Repeat the entries below exactly, pictures excluded.

• **Image-grounded pointing data**
########################################
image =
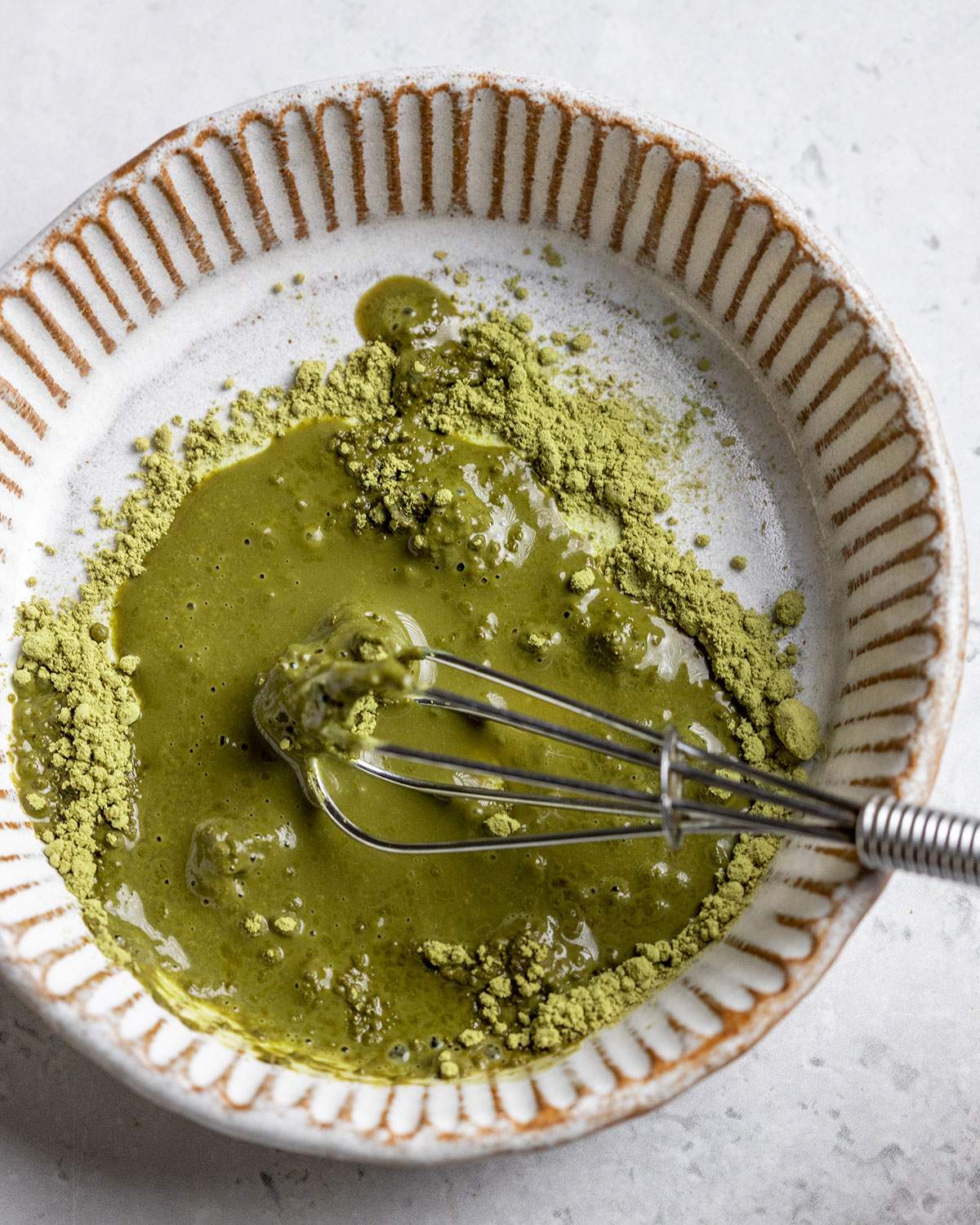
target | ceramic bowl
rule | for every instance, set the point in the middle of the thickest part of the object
(156, 286)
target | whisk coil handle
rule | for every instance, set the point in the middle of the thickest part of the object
(899, 835)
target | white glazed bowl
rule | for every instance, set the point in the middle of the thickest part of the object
(154, 284)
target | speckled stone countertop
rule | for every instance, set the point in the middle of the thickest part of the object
(865, 1104)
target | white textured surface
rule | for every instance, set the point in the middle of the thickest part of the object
(864, 1105)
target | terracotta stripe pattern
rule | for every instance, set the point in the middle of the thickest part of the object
(301, 164)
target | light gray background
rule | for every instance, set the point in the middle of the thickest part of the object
(865, 1104)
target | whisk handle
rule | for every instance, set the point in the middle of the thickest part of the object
(899, 835)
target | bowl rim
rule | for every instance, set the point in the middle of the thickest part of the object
(277, 1129)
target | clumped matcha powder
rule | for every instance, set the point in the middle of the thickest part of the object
(507, 979)
(590, 445)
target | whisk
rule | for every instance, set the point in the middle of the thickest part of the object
(884, 831)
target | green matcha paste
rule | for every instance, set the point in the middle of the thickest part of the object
(452, 483)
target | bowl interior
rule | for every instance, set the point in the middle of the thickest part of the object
(157, 288)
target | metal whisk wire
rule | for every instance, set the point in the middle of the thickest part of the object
(664, 811)
(884, 831)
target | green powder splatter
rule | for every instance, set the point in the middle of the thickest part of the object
(789, 609)
(551, 257)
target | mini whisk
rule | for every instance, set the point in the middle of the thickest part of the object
(884, 831)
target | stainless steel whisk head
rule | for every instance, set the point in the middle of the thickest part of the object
(886, 832)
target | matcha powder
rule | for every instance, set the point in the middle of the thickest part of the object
(590, 443)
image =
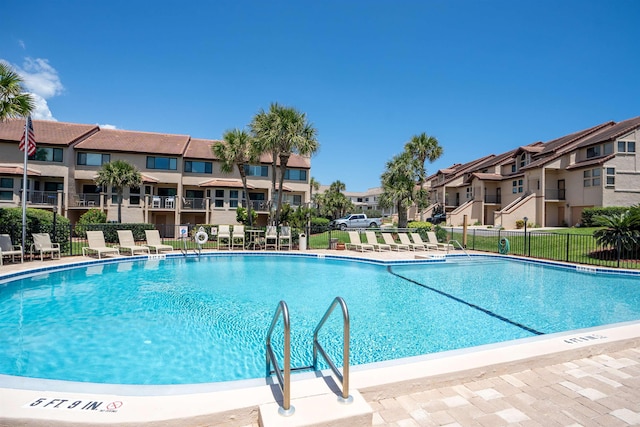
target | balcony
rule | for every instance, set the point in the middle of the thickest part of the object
(48, 198)
(554, 194)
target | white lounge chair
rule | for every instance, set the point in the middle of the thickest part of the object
(8, 249)
(42, 245)
(434, 240)
(224, 233)
(373, 240)
(355, 243)
(404, 239)
(128, 244)
(237, 237)
(388, 239)
(417, 238)
(271, 237)
(284, 239)
(155, 242)
(97, 245)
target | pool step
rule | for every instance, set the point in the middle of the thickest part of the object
(319, 410)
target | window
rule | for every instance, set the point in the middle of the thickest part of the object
(233, 198)
(256, 170)
(134, 195)
(166, 163)
(197, 167)
(295, 175)
(218, 200)
(6, 183)
(591, 177)
(92, 159)
(47, 155)
(611, 177)
(626, 146)
(517, 186)
(593, 152)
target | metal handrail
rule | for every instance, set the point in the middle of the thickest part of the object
(284, 380)
(344, 377)
(460, 246)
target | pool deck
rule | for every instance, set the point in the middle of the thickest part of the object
(579, 378)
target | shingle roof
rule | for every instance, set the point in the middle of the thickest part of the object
(46, 132)
(136, 142)
(615, 131)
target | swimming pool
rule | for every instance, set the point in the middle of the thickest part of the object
(181, 321)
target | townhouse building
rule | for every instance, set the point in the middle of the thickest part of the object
(549, 183)
(182, 182)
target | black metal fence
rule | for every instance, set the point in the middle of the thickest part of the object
(557, 246)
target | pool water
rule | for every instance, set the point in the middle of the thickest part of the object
(182, 321)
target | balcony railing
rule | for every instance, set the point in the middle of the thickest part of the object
(49, 198)
(555, 194)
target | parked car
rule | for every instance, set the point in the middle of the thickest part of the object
(355, 221)
(437, 218)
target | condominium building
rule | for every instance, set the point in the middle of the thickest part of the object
(549, 183)
(182, 178)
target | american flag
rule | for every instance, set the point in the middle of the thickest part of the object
(29, 137)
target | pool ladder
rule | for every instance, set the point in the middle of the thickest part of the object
(284, 375)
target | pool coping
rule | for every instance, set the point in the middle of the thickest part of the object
(237, 402)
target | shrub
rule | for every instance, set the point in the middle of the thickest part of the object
(588, 214)
(38, 221)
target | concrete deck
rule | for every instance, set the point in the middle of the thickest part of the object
(589, 378)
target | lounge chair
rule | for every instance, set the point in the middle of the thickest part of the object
(373, 241)
(237, 238)
(271, 237)
(284, 239)
(441, 246)
(388, 239)
(8, 249)
(155, 242)
(42, 245)
(224, 233)
(417, 238)
(97, 245)
(355, 243)
(404, 239)
(128, 244)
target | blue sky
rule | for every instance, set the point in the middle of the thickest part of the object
(481, 76)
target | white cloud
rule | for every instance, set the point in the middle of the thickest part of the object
(43, 82)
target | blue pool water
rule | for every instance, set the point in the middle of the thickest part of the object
(181, 321)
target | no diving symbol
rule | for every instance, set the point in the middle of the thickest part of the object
(114, 405)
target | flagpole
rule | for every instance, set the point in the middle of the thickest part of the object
(24, 186)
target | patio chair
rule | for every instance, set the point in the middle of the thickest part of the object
########################################
• **Exercise output**
image =
target | ceramic bowl
rule | for every instance, set the point in the middle of the thickest part of the object
(156, 286)
target | whisk coil handle
rule | for every instance, set the point in the middle of the thickest part of the object
(899, 835)
target | white glazed bowl
rule | for every instance, set the point in the middle of the thickest part of the object
(154, 284)
target | speckled stone countertop
rule | for every instance, set the point in the middle of the thickest part of the object
(865, 1104)
target | white textured surface
rule | for every instance, set the point in the middle of the thickest part of the object
(864, 1105)
target | terracotta stripe pattern
rule | for every instance, set the point in the middle of the thickest part of the object
(301, 164)
target | light gray background
rule | for every instance, set the point in the middle of the thickest part of the object
(865, 1104)
target | whisk handle
rule | for every instance, set the point in the middle of the thickest part of the object
(899, 835)
target | bowl rim
rule | for every instance, set the point in the middle of the thickest part of the object
(277, 1129)
target | clumped matcha powder
rule | for every instance, set the point in the middle of the thickest part of the object
(507, 979)
(590, 445)
target | whisk
rule | for every instance, set the point in the middle of the thickest part of the object
(884, 831)
target | green matcha paste
rule | for every instance, set the point in the middle of the thickest part of the object
(452, 483)
target | bowl interior
rule | for every instance, set the point in the middle of the thickest part of the object
(157, 288)
target | metal whisk wire
rule | for every instance, set the point in the middle of the thickest part of the object
(664, 811)
(884, 831)
target | green powder splatter
rule | for every instance, set the point in the middle of the thickest part of the object
(789, 609)
(551, 257)
target | mini whisk
rule | for every instance, set the point in the middle of the thickest part of the object
(884, 831)
target | stainless steel whisk head
rule | for every instance, set the point in the middle of the thickest part of the object
(886, 832)
target | matcha powder
rule | for every instance, set the point in the middle of the thickest part of the object
(590, 443)
image =
target | balcony
rule | for every instance, set the point in the middle of the thickest part of the object
(48, 198)
(554, 194)
target | white lounge chair
rule | for every instance, set the point in the middle of the thickest part of the object
(8, 249)
(42, 245)
(434, 240)
(224, 233)
(373, 240)
(355, 243)
(404, 239)
(128, 244)
(237, 237)
(388, 239)
(417, 238)
(271, 237)
(284, 239)
(155, 242)
(97, 245)
target | pool step
rule | for every instance, set the point in the middle of the thickest part of the object
(319, 410)
target | window
rule | for every instance, set the point in the middle of the thickest part of the object
(233, 198)
(256, 170)
(134, 195)
(166, 163)
(197, 167)
(295, 175)
(218, 200)
(6, 183)
(591, 177)
(92, 159)
(47, 155)
(611, 177)
(626, 146)
(517, 186)
(593, 152)
target | metal handrail
rule | for every instance, set the point in the middle of the thickest part of the object
(284, 380)
(344, 377)
(460, 246)
target | pool deck
rule | for every instance, set the point in the middle of the thickest part of the object
(579, 378)
target | shingle roof
rule | for every instance, set the point in the middle of the thickest part of the object
(46, 132)
(136, 142)
(615, 131)
target | swimming pool
rule | for every instance, set the point in the middle of the thickest part of the object
(181, 321)
target | townhouse building
rule | for every instance, set the point in the middle of the thickest part of the object
(549, 183)
(182, 182)
target | black metal fence
rule | for every instance, set the point in the middle of the thickest part of the object
(557, 246)
target | pool water
rule | for every instance, set the point in the middle of the thickest part of the object
(182, 321)
target | balcony railing
rule | for every instance, set the point in the middle of the thickest part of the object
(49, 198)
(555, 194)
target | parked car
rule | for every instance, set the point in the middle of the thickest part of the object
(355, 221)
(437, 218)
target | condominium building
rule | for every instance, set the point in the middle of the thickest part of the object
(549, 183)
(182, 178)
target | american flag
rule | for every instance, set the point in the middle of the thickest part of the object
(29, 137)
target | pool ladder
rule | for every instance, set the point in the middle of the thickest part of the object
(284, 375)
target | pool coping
rule | for every instance, set the point in the middle of the thickest part of the object
(237, 402)
target | shrub
rule | for every instance, set the point in the middle of the thickest part of the object
(588, 214)
(38, 221)
target | concrete deck
rule | for every instance, set the point in the middle of the thickest part of the object
(589, 378)
target | lounge chair
rule | for every instance, set the point in the middle of the thickest part of the object
(373, 241)
(237, 238)
(271, 237)
(284, 239)
(441, 246)
(388, 239)
(8, 249)
(155, 242)
(42, 245)
(224, 233)
(417, 238)
(97, 245)
(355, 243)
(404, 239)
(128, 244)
target | blue sky
rule | for every instance, set the point in the middle of the thickest part of the object
(481, 76)
target | white cloud
rule | for every instance, set the point in the middle of the thickest part of the object
(43, 82)
target | blue pool water
rule | for every instance, set the point in the middle of the thickest part of the object
(181, 321)
target | no diving symbol
rule | for every instance, set the point in the middle of the thickest part of the object
(114, 405)
target | flagpole
rule | for every instance, set the point in the middle of the thickest part of the object
(24, 186)
target | patio chair
rule | for every instance, set the point in the middle of the thickest part of the object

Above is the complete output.